Dataset records on object locations:
^^^^
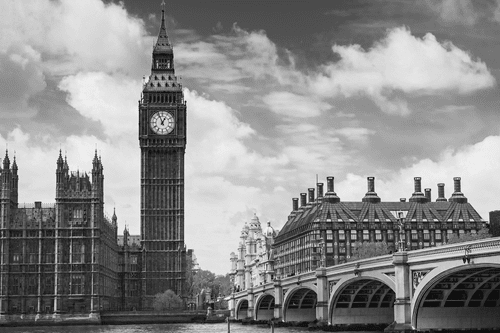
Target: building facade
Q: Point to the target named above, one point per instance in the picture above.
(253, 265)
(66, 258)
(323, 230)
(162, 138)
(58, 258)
^^^^
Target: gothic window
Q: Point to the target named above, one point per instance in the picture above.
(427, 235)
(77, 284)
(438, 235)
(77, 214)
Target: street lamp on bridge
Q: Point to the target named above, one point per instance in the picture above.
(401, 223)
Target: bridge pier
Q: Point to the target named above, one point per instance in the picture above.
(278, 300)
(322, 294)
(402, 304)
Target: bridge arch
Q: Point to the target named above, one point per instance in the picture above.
^^^^
= GOAL OF THE EXERCISE =
Report how many lines in the records above contain the word "bridge". Answer with the number alone.

= OUTPUT OF THE EXERCISE =
3